• REQUIRED ACTION 1:
Rewrite the post about visiting labs, starting with "Not surprisingly there" and going on through "people would do.", with "interesting people" changed to "remarkable people".
• REQUIRED ACTION 2:
In the post about visiting labs, what was the flag in Jill Banfield's lab made for?
• REQUIRED ACTION 3:
Using the post about visiting labs, explain why there is a strong focus on metagenomics at SDSU's Viral Information Institute.
*** Opening DOCUMENT TEXT ***
I never really planned to become a scientist (I rarely plan for things anyway (and it is even rarer that things I plan for go as planned)). Nevertheless, I am very glad that I run into science, and now it is a thing in my life. Because thanks to it, I get to spend time with a lot of very interesting people.
Most likely interesting people are distributed evenly across all professions, and science does not necessarily have more interesting people than any other profession. But interesting people in science are much more accessible. For instance, going to someone’s institution, giving a talk, and having 6 meetings in a row with scientists you mostly know in “Lastname et al” form is not common to most professions (I was a musician, a photographer, and an engineer before this, and I also managed a very successful sunflower seed selling business in front of our apartment when I was four years old: I speak from experience).
During the last couple of weeks I’ve been to a number of places, and enjoyed interesting people and their brilliant science. For instance I visited Susan Holmes, who takes care of complex data with a Tolstoyesque mindset (“heterogeneous data are all heterogeneous in their own way”) at Stanford. I like Stanford. They made it very easy for people who don’t like stepping on the edges of tiles:
Then I was in Berkeley for a two-day visit to Jill Banfield’s lab, home to great science, and to this spectacular flag (which was prepared for a multi-lab flag competition, and is made of absolute win):
Then I was at the University of Southern California with Tom, visiting Jed Fuhrman’s lab to discuss marine microbes, and the lab’s latest discoveries. To go to USC Tom and I took a train from San Diego to Los Angeles, during which we continued to not finish that draft, thanks to the view:
I finally was at the San Diego State University to visit Rob Edwards’ lab. I had multiple meetings throughout the day with some of the members of the Viral Information Institute. This institution is a great example of brilliant strategic planning as it brings together many scientists from different backgrounds to study phages. If you have some free time to read here are two recent studies that demonstrate the great science comes from the members of SDSU’s Viral Information Institute in case you haven’t read them yet:
- Lytic to temperate switching of viral communities, by Knowles et al.
- A highly abundant bacteriophage discovered in the unknown sequences of human faecal metagenomes, by Dutilh et al.
Not surprisingly there is a great focus on metagenomics as it is the most relevant way to study naturally occurring viral communities via high-throughput sequencing. During the time we spent there, Tom and I often felt that anvi’o could be very useful for Rob and others. So we made sure Rob installed anvi’o before we left (smiley):
Yes, thanks to science I get to spend time with a lot of very interesting people. Here, three of them, Liz Dinsdale, Rob Edwards, and Tom Delmont, admiring a tree:
Something clearly only interesting people would do.
*** Closing DOCUMENT TEXT ***
*** Opening AVAILABLE DATA ***
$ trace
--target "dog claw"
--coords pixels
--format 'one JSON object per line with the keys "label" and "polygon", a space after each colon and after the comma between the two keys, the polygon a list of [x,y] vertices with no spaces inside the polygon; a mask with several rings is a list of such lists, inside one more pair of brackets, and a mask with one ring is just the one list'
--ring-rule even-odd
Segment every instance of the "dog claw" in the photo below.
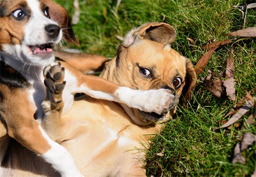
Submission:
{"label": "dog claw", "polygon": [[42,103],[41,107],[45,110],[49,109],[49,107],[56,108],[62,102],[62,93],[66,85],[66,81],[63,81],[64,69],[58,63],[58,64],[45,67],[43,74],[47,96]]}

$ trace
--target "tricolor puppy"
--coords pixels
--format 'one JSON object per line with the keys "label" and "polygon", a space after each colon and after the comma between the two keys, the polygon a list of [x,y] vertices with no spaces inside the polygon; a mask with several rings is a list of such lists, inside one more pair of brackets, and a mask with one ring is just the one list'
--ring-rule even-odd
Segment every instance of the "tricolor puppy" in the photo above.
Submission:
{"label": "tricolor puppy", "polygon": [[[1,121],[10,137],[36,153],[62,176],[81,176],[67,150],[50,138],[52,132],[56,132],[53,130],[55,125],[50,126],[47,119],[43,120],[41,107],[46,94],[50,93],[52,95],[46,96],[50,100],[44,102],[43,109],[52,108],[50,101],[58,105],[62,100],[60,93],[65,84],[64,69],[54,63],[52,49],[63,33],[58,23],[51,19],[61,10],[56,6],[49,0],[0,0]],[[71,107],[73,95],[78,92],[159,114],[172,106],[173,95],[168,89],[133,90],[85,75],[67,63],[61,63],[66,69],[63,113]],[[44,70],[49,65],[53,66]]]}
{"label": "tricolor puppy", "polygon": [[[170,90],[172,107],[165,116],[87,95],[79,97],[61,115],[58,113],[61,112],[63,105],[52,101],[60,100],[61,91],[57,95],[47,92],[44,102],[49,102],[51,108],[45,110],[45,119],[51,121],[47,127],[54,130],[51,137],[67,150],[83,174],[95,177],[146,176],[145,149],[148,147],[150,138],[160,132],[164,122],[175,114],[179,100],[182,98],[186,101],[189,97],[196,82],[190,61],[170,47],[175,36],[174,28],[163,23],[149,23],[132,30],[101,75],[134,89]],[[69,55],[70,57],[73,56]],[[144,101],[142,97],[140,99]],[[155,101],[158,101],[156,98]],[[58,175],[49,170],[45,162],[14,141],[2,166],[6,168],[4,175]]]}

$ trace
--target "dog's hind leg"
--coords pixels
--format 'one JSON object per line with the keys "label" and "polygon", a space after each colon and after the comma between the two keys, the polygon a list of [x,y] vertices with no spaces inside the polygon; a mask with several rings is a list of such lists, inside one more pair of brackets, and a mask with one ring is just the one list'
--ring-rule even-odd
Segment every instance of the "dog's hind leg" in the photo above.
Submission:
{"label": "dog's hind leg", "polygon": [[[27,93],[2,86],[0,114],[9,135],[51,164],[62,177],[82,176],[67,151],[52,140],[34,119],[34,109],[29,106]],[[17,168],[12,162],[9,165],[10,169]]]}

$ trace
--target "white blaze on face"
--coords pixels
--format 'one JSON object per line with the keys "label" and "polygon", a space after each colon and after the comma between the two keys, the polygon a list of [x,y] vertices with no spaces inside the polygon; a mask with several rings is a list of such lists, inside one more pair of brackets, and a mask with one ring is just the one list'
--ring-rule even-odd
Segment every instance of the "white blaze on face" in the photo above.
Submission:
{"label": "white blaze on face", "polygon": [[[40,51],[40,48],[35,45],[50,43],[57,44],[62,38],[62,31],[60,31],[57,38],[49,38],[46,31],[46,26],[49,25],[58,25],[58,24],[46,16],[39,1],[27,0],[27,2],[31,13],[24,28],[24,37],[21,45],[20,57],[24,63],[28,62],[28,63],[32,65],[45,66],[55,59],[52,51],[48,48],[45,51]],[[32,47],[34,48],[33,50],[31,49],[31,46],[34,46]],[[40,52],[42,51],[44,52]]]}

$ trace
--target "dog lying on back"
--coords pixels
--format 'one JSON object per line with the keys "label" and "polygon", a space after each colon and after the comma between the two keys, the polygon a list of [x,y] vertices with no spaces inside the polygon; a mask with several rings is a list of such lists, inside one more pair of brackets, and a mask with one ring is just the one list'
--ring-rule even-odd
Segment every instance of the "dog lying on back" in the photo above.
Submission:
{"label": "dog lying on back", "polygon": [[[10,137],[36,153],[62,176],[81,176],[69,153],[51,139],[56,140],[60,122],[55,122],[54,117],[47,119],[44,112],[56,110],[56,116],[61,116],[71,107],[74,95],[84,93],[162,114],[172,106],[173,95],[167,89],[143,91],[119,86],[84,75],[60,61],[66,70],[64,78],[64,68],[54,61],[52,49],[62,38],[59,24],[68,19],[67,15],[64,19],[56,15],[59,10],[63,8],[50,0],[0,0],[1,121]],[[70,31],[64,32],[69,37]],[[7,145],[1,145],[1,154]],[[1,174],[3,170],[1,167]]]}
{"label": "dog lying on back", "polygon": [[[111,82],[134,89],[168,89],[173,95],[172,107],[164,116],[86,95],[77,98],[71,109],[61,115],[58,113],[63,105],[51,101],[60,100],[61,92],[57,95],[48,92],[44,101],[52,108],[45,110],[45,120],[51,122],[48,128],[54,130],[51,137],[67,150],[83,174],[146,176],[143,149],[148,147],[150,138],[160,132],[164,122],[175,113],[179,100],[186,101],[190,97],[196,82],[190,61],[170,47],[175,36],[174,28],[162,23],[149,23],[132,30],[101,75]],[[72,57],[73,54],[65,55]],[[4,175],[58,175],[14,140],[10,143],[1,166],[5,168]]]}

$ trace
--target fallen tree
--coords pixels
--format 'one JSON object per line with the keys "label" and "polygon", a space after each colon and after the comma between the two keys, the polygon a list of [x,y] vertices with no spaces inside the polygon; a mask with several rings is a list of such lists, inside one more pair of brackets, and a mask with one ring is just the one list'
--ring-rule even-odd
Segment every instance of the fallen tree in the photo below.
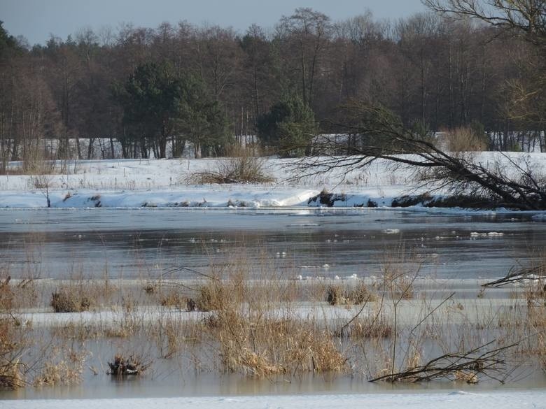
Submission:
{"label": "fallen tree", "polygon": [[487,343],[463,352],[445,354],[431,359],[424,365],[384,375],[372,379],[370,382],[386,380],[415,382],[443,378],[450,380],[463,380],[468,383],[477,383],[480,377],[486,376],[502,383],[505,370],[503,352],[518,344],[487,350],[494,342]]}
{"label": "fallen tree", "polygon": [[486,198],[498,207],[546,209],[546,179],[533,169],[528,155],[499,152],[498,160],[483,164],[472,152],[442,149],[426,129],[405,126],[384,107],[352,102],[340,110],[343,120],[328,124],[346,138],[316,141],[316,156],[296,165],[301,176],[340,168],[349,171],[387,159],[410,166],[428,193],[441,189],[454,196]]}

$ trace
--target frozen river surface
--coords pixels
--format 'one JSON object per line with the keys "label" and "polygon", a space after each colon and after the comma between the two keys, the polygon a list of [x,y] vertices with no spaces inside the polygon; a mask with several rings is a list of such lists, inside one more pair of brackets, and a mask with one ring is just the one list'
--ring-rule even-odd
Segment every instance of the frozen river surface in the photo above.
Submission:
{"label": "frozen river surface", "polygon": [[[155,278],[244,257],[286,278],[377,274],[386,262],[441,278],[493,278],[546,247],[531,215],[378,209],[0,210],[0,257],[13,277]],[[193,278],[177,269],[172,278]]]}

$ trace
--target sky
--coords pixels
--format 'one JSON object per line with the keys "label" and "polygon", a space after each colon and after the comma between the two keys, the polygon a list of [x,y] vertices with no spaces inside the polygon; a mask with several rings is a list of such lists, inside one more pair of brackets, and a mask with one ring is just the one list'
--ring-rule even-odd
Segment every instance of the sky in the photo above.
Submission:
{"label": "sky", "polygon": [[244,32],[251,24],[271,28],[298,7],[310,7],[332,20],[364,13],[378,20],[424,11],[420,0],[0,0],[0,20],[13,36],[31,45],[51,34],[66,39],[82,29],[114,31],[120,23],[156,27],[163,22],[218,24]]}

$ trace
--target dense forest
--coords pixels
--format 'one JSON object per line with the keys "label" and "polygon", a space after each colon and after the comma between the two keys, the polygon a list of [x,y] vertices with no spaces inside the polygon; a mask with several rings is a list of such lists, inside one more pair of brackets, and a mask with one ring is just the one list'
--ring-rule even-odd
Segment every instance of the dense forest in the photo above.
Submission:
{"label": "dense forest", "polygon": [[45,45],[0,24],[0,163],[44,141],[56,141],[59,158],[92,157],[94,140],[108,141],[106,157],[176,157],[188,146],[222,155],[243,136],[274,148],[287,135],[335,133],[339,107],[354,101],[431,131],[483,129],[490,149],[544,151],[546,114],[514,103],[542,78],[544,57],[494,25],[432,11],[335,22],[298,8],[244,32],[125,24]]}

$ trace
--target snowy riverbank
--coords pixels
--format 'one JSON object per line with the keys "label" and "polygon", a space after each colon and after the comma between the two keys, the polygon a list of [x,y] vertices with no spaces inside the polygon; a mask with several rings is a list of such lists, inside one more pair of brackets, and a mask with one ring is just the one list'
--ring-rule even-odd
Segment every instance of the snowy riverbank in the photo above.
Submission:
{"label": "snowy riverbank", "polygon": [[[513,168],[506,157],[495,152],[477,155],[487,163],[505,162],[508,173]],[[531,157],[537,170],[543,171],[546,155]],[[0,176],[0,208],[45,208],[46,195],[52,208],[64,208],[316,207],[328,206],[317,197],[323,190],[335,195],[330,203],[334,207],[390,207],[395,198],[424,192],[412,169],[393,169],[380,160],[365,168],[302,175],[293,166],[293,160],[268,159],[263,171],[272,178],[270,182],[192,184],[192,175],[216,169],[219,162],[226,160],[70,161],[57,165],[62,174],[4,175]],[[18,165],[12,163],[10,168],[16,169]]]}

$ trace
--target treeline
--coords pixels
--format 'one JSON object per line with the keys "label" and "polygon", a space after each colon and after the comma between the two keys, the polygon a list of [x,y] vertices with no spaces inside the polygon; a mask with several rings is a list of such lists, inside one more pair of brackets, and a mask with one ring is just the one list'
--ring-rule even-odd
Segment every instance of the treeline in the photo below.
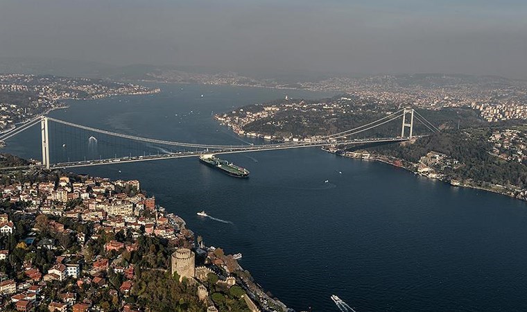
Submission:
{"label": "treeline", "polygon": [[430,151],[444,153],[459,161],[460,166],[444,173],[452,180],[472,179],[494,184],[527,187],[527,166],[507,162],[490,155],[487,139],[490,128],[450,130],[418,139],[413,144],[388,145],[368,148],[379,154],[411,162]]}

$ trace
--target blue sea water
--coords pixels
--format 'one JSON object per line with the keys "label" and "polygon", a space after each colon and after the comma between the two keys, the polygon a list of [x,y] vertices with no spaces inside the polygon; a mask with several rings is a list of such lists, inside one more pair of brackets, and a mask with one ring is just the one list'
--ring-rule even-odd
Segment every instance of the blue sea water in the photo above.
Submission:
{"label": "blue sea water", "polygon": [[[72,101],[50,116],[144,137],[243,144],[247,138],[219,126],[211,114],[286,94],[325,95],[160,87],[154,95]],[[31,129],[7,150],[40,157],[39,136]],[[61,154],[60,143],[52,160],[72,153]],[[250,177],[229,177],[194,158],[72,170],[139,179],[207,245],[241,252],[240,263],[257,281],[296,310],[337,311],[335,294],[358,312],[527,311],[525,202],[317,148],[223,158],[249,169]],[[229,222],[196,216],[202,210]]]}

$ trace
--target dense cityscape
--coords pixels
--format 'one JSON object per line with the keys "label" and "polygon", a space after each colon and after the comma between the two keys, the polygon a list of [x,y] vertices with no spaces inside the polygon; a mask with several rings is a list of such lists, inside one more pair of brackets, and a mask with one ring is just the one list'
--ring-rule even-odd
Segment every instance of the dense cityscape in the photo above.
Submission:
*** Closing AVAILABLE DATA ***
• FINAL ANSWER 1:
Not surprisingly there is a great focus on metagenomics as it is the most relevant way to study naturally occurring viral communities via high-throughput sequencing. During the time we spent there, Tom and I often felt that anvi’o could be very useful for Rob and others. So we made sure Rob installed anvi’o before we left (smiley):
Yes, thanks to science I get to spend time with a lot of very remarkable people. Here, three of them, Liz Dinsdale, Rob Edwards, and Tom Delmont, admiring a tree:
Something clearly only remarkable people would do.

• FINAL ANSWER 2:
A multi-lab flag competition.

• FINAL ANSWER 3:
Metagenomics is the most relevant way to study naturally occurring viral communities through high-throughput sequencing, and the institute brings together scientists to study phages.